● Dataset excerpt
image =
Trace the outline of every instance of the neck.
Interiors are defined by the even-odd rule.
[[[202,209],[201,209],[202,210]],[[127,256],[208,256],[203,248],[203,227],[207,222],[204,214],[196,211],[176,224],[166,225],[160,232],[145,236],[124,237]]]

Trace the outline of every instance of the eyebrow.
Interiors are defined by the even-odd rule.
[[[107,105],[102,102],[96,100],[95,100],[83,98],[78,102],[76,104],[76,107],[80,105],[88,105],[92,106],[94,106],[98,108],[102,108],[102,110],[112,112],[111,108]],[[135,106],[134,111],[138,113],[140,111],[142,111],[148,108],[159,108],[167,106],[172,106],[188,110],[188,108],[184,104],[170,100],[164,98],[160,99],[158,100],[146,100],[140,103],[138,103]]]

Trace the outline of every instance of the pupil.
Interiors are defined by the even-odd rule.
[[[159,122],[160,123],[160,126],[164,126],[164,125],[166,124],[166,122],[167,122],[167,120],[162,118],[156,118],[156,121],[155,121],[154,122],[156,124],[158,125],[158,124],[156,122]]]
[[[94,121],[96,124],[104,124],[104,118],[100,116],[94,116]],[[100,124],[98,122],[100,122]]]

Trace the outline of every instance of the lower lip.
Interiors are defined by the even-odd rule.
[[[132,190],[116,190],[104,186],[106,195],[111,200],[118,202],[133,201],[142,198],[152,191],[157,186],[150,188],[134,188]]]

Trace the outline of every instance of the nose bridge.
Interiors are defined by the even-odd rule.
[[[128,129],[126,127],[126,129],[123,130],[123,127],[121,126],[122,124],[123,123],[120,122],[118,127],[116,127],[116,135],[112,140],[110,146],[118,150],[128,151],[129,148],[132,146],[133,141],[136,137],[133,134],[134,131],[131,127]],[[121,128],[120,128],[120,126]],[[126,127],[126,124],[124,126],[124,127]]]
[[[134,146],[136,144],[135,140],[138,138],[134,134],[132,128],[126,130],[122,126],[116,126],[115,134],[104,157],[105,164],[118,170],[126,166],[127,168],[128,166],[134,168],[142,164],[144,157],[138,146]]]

● Task details
Convert the records, from the line with "Trace the outline of every instance of the pupil." through the end of the records, into a two-column CSV with the columns request and answer. Give one row per request, with its text and its answer each in a single quoted field and line breaks replaced by spaces.

● Task answer
request,answer
"Trace the outline of every instance of the pupil. Interiors are defined by the even-odd rule.","[[[159,122],[160,123],[160,126],[164,126],[164,125],[166,124],[166,122],[167,122],[167,120],[162,118],[156,118],[156,121],[155,121],[154,122],[156,124],[158,125],[158,124],[156,122]]] [[[94,121],[96,124],[104,124],[104,118],[100,116],[94,116]],[[100,124],[98,122],[100,122]]]"
"Trace the outline of every instance of the lower lip. Interiors are defined by the even-odd rule.","[[[132,190],[116,190],[104,186],[106,195],[111,200],[118,202],[133,201],[142,198],[152,191],[157,186],[150,188],[134,188]]]"
"Trace the outline of every instance of the nose bridge. Interiors are defined by the even-odd rule.","[[[128,129],[126,127],[126,129],[123,130],[123,127],[121,126],[122,124],[123,123],[120,122],[118,127],[116,127],[116,135],[112,140],[110,146],[118,150],[128,151],[129,148],[132,146],[133,141],[136,137],[133,134],[134,131],[131,127]],[[121,128],[120,128],[120,126]],[[126,127],[126,124],[124,126],[124,127]]] [[[134,146],[136,144],[135,140],[138,138],[134,134],[132,128],[126,130],[122,126],[116,126],[115,134],[104,157],[105,164],[118,170],[126,166],[127,168],[128,166],[134,168],[142,164],[144,157],[138,146]]]"